• **SOURCE EXTRACT**:
--- --- ---
Moonshine Recipe: The Joy of Home Distilling

Moonshine Recipe: The Joy of Home Distilling

Posted by Mary on Jul 27th 2015

Ready to make your first batch of moonshine but not sure where to start? Then this is the blog for you! Although the term “moonshine” can be used to describe any type of illicitly-made alcohol, stereotypical moonshine is made with some kind of corn mash as the main ingredient, such as flaked maize, corn meal, or cracked corn. You also typically think of moonshine as being in a jug with XXX on the side. Each X stood for how many times the batch was run through the still, with each run further increasing the alcohol content but also losing volume. Modern distillation techniques are a bit more efficient so you may not have to do as many runs if you use a reflux column or a thumper as part of your moonshine still.

Creating your own signature ‘shine really is an art, but you should start with the basics before getting all fancy. And with every batch you make, keep a record of your recipe along with a log of your process (we’ve got a free batch log here for you to download). This makes it so much easier as you start trying new recipes and figure out what works for you and what doesn’t.

The recipe below can be found on page 167 in Rick’s book The Joy of Home Distilling. The book includes a bunch of other recipes as well—two more for moonshine, and several each for vodka, whisky, rum, schnapps, and more.

Moonshine Recipe (aka No-cook Mash)

While the term moonshine actually describes any illicitly distilled liquor, it is more commonly considered to be an un-aged distilled spirit made from a primarily corn mash, making it fit nicely under the Whiskey category for our purposes.


• 8 pounds (4kg) flaked maize (in this recipe, you may substitute with cracked corn)
• 6 pounds (3.6kg) granulated sugar
• 1.5 teaspoons (7.5ml) gypsum
• 6 US gallons (23L) of fresh, filtered or dechlorinated water


• 8-gallon or larger primary fermenter with tight-fitting lid
• 1 package of whiskey yeast with gluco-amylase enzyme, sufficient for 6.6 US gallons (25L)
--- --- ---
• **DATA FOR ANALYSIS**:
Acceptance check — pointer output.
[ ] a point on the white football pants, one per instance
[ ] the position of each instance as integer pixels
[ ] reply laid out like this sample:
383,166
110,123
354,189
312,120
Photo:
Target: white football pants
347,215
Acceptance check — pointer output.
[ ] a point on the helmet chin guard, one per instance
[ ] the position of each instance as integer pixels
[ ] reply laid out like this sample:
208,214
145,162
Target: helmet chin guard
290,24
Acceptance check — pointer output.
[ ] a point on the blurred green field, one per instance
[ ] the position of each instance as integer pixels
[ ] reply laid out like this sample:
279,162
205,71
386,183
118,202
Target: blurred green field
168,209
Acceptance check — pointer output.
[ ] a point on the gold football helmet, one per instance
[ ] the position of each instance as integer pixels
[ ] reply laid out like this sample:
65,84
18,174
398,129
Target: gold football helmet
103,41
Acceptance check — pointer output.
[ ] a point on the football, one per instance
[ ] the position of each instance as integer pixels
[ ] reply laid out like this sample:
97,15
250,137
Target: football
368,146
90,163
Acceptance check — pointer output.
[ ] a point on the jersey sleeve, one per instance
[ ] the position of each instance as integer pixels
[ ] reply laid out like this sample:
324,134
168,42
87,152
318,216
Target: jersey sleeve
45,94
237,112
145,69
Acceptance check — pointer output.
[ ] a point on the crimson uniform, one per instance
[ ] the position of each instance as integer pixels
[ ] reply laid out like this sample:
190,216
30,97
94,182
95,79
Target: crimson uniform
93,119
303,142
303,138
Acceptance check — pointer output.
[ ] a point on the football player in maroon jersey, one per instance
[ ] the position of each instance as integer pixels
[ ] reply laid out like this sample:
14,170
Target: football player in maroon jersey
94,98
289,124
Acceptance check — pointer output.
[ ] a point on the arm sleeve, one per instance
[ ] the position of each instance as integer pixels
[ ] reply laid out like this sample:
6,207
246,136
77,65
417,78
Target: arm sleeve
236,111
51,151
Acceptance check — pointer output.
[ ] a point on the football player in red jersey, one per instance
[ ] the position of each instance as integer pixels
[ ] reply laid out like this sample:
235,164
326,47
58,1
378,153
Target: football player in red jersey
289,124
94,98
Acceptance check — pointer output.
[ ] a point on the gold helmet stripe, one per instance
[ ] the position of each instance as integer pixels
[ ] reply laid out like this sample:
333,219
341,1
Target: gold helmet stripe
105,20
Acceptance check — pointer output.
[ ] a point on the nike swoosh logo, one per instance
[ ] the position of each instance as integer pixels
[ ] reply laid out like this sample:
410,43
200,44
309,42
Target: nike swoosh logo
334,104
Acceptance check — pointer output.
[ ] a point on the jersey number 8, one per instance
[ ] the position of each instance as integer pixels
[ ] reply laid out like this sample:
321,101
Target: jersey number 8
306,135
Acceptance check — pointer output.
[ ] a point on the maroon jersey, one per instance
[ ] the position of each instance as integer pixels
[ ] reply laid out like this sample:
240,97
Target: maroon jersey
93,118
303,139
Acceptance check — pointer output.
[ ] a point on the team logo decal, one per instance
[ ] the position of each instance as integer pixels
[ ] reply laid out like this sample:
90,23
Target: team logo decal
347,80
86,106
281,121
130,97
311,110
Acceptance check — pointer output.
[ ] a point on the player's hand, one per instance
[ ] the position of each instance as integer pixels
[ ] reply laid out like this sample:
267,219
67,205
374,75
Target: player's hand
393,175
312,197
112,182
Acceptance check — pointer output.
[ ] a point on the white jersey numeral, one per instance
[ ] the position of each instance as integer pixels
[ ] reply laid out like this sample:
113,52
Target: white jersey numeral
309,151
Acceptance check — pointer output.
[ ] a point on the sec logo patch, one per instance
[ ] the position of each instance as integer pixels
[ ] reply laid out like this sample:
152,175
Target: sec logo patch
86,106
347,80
--- --- ---
Can you return, word for word, the part of the moonshine recipe post above that begins at the words "While the term" and stops after the words "US gallons (25L)"?

• **ANSWER TO THIS PROBLEM**:
While the term moonshine actually describes any illicitly distilled liquor, it is more commonly considered to be an un-aged distilled spirit made from a primarily corn mash, making it fit nicely under the Whiskey category for our purposes.


• 8 pounds (4kg) flaked maize (in this recipe, you may substitute with cracked corn)
• 6 pounds (3.6kg) granulated sugar
• 1.5 teaspoons (7.5ml) gypsum
• 6 US gallons (23L) of fresh, filtered or dechlorinated water


• 8-gallon or larger primary fermenter with tight-fitting lid
• 1 package of whiskey yeast with gluco-amylase enzyme, sufficient for 6.6 US gallons (25L)